_Task statement_: Convert all of the data below into a two-column CSV with the headers "query" and "result", one row for each text in the data paired with its answer. Put every value in double quotes and replace line breaks with spaces.

[Shape annotation entries]
================

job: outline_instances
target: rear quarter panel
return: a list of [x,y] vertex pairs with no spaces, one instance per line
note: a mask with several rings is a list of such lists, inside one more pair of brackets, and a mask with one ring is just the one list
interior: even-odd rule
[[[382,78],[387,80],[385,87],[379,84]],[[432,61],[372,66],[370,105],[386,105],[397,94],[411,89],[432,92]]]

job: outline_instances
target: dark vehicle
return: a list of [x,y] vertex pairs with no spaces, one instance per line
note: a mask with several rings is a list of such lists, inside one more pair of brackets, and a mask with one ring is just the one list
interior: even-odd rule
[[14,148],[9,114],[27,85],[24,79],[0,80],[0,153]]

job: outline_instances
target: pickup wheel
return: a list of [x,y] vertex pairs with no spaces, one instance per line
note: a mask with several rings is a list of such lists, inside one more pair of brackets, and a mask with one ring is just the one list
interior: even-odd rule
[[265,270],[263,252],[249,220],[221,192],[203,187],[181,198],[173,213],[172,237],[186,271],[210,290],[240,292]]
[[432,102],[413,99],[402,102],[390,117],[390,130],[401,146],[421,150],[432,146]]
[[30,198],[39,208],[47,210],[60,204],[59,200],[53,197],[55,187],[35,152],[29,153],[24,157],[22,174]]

================

_Reply to the task_:
query,result
"job: outline_instances target: rear quarter panel return: a list of [x,y] vertex pairs with no spaces, one instance per line note: a mask with several rings is a list of such lists, inside one more pair of brackets, and a mask with one ring is just the one list interior: even-odd rule","[[[382,78],[387,80],[385,87],[379,84]],[[432,61],[372,66],[370,105],[386,105],[397,94],[411,89],[432,92]]]"
"job: outline_instances target: dark vehicle return: a list of [x,y] vertex pairs with no spaces, one instance per line note: a mask with several rings is a list of such lists, inside one more pair of brackets, and a mask with one ring is just the one list interior: even-odd rule","[[14,148],[9,114],[27,85],[24,79],[0,80],[0,153]]"
"job: outline_instances target: pickup wheel return: a list of [x,y] vertex pairs with no spaces, one instance per line note: a mask with several rings is a list of such lists, inside one more pair of brackets, and a mask with one ring is just the one list interior: even-odd rule","[[265,270],[263,252],[249,220],[221,192],[203,187],[181,198],[173,213],[172,237],[186,271],[210,290],[240,292]] [[432,102],[413,99],[402,102],[390,117],[390,130],[401,146],[421,150],[432,146]] [[30,198],[39,208],[47,210],[60,204],[59,200],[53,197],[55,187],[35,152],[29,153],[24,157],[22,174]]"